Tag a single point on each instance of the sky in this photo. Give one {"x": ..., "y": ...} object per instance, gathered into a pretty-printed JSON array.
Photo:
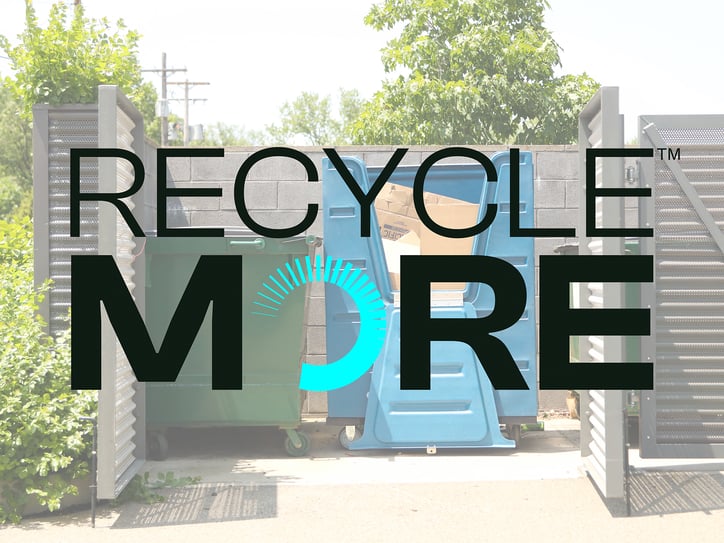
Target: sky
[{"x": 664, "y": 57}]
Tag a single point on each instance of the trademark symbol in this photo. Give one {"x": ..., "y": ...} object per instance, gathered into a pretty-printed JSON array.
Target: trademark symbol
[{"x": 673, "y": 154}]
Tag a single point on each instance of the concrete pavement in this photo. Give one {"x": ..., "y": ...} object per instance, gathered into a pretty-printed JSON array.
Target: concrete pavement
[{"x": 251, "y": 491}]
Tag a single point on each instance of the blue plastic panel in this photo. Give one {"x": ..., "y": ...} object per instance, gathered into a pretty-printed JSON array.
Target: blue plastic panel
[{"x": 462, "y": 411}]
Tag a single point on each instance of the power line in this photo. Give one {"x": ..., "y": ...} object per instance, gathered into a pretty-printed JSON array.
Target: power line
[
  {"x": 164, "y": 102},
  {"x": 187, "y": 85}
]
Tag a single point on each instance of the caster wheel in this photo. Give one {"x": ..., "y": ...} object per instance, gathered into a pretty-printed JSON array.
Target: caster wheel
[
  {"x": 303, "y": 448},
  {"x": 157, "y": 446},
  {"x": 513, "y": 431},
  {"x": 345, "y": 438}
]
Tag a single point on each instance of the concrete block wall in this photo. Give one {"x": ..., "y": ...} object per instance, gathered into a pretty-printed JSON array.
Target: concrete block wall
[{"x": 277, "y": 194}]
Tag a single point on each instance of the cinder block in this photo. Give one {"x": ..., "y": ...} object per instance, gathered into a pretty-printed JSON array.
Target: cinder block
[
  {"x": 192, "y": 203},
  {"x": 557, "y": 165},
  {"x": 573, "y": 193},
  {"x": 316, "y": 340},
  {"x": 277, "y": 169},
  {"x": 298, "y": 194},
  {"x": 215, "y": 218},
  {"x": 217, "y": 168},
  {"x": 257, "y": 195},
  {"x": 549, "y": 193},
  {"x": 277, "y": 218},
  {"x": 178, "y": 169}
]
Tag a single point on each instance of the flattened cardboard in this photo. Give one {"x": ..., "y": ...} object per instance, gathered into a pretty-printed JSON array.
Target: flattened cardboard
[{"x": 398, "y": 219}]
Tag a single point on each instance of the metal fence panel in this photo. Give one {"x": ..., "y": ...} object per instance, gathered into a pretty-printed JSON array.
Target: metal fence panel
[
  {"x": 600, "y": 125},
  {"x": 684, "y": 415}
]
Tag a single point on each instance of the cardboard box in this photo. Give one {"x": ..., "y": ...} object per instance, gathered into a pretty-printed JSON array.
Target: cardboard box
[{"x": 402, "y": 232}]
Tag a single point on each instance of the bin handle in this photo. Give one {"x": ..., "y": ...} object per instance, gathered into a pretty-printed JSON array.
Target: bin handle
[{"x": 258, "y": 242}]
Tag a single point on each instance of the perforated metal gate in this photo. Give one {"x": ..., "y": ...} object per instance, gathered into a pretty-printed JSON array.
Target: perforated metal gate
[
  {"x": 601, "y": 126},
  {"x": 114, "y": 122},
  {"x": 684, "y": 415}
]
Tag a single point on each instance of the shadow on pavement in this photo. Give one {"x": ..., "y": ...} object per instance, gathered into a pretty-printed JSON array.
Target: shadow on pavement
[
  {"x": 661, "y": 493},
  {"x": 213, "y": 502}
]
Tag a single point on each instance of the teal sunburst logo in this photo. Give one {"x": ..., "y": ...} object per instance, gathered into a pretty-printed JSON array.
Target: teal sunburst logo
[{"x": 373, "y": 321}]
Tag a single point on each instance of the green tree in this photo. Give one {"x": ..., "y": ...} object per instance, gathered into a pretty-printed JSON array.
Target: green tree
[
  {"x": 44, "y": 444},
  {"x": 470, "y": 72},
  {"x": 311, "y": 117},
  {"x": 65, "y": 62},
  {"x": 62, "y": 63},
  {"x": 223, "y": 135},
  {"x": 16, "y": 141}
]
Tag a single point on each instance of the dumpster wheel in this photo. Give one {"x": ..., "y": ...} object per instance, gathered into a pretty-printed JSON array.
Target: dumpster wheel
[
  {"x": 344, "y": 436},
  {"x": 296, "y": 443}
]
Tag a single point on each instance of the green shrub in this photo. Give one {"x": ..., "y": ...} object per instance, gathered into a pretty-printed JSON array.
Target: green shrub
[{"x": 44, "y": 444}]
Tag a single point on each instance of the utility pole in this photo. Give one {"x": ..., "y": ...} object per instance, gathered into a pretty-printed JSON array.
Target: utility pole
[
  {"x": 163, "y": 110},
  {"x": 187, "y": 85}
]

- - - - - - -

Format the whole listing above as a JSON list of strings, one string per line, with blank lines and the picture left out.

[
  "Tag a single point on each instance of the sky in this photo. Give one {\"x\": ..., \"y\": ...} object per instance, gathered into a pretty-printed JSON array.",
  "Photo:",
  "Target: sky",
  "[{\"x\": 664, \"y\": 57}]",
  "Tag a single point on each instance of the trademark symbol in this photo. Give one {\"x\": ..., \"y\": ...} object per instance, gathered into a pretty-printed JSON array.",
  "Target: trademark symbol",
  "[{\"x\": 673, \"y\": 154}]",
  "Tag a single point on each instance of the concrete pavement in this photo. Give one {\"x\": ..., \"y\": ...} object per instance, gathered into a pretty-printed JSON array.",
  "Target: concrete pavement",
  "[{\"x\": 251, \"y\": 491}]",
  "Tag a single point on each instance of the blue plastic panel in this photo. Give one {\"x\": ..., \"y\": ...} object per instance, gathered into a pretty-printed JSON array.",
  "Target: blue plastic panel",
  "[{\"x\": 462, \"y\": 411}]",
  "Tag a single point on each instance of the power line in this photo. Give one {\"x\": ..., \"y\": ...} object per instance, gathered into a pretty-printed JSON array.",
  "Target: power line",
  "[",
  "  {\"x\": 164, \"y\": 102},",
  "  {\"x\": 187, \"y\": 85}",
  "]",
  "Tag a single point on each instance of the caster wheel in this photo. Give one {\"x\": ..., \"y\": ...} object per instance, gathered into a pretty-printed JSON array.",
  "Target: caster wheel",
  "[",
  "  {\"x\": 303, \"y\": 448},",
  "  {\"x\": 157, \"y\": 446},",
  "  {\"x\": 513, \"y\": 431},",
  "  {\"x\": 345, \"y\": 438}",
  "]",
  "Tag a single point on each instance of the concrete block wall in this photo. Give one {\"x\": ..., \"y\": ...} object per instance, gathered into a pretty-printed JSON array.",
  "Target: concrete block wall",
  "[{\"x\": 277, \"y\": 194}]",
  "Tag a single point on each instance of the cinder block in this photo. Give one {\"x\": ..., \"y\": ...} object per instance, gathered into a pretty-printed JSON array.",
  "Target: cinder block",
  "[",
  "  {\"x\": 192, \"y\": 203},",
  "  {\"x\": 557, \"y\": 165},",
  "  {\"x\": 573, \"y\": 193},",
  "  {\"x\": 316, \"y\": 340},",
  "  {\"x\": 277, \"y\": 169},",
  "  {\"x\": 298, \"y\": 194},",
  "  {\"x\": 215, \"y\": 218},",
  "  {\"x\": 217, \"y\": 168},",
  "  {\"x\": 257, \"y\": 195},",
  "  {\"x\": 549, \"y\": 193},",
  "  {\"x\": 277, \"y\": 218},",
  "  {\"x\": 178, \"y\": 169}",
  "]",
  "Tag a single point on each instance of the flattened cardboard in this photo. Give one {\"x\": ..., \"y\": ...} object per instance, gathered into a pretty-printed JSON array.",
  "Target: flattened cardboard",
  "[{\"x\": 398, \"y\": 219}]",
  "Tag a single point on each instance of the metal fence panel in this photo. Give one {\"x\": ..., \"y\": ...} object per instance, gathered into a pretty-printed JSON array.",
  "Target: metal fence panel",
  "[",
  "  {\"x\": 600, \"y\": 125},",
  "  {\"x\": 684, \"y\": 415}",
  "]",
  "Tag a single point on each instance of the cardboard box in this photo. Give one {\"x\": ..., \"y\": ...} object per instance, gathered into a pretty-printed JSON array.",
  "Target: cardboard box",
  "[{\"x\": 402, \"y\": 232}]",
  "Tag a single point on each instance of the bin handle in this photo. Give one {\"x\": ..., \"y\": ...} object per instance, gathered into a pretty-printed JSON array.",
  "Target: bin handle",
  "[{\"x\": 258, \"y\": 242}]",
  "Tag a single point on each instance of the perforated metal gate in this photo. Give one {\"x\": ..., \"y\": ...} object per instance, gathered into a pretty-printed JSON array.",
  "Target: perforated metal gate",
  "[",
  "  {\"x\": 601, \"y\": 126},",
  "  {\"x\": 114, \"y\": 122},",
  "  {\"x\": 684, \"y\": 415}",
  "]",
  "Tag a single point on each instance of the shadow on pavement in this photo. Give one {\"x\": ..., \"y\": ...} object per instance, gathered into a pretty-printed JSON array.",
  "Target: shadow on pavement",
  "[",
  "  {\"x\": 661, \"y\": 493},",
  "  {\"x\": 213, \"y\": 502}",
  "]",
  "Tag a single point on each instance of the teal sunburst logo in this photo. Give one {\"x\": ..., \"y\": ...} object per instance, gathered into a pretty-printed JSON array.",
  "Target: teal sunburst logo",
  "[{\"x\": 373, \"y\": 321}]",
  "Tag a single point on each instance of the green tree in this photo. Give one {\"x\": ..., \"y\": ...} object per instance, gathered into a pretty-printed JSON array.",
  "Target: green tree",
  "[",
  "  {\"x\": 44, \"y\": 444},",
  "  {\"x\": 470, \"y\": 72},",
  "  {\"x\": 311, \"y\": 117},",
  "  {\"x\": 65, \"y\": 62},",
  "  {\"x\": 62, \"y\": 63},",
  "  {\"x\": 223, \"y\": 135},",
  "  {\"x\": 16, \"y\": 141}",
  "]",
  "Tag a single point on each instance of the dumpster wheel in this photo. Give one {\"x\": ..., \"y\": ...} object per instance, gathered into a pretty-printed JSON array.",
  "Target: dumpster wheel",
  "[",
  "  {\"x\": 344, \"y\": 436},",
  "  {\"x\": 296, \"y\": 443}",
  "]",
  "Tag a single point on each instance of the green shrub in this photo. Give one {\"x\": ..., \"y\": ...} object per instance, gathered into a pretty-printed JSON array.",
  "Target: green shrub",
  "[{\"x\": 44, \"y\": 444}]",
  "Tag a single point on each instance of the utility pole in this photo. Give one {\"x\": ..., \"y\": ...} object per instance, gathered into a pretty-printed JSON array.",
  "Target: utility pole",
  "[",
  "  {\"x\": 163, \"y\": 110},",
  "  {\"x\": 187, \"y\": 85}",
  "]"
]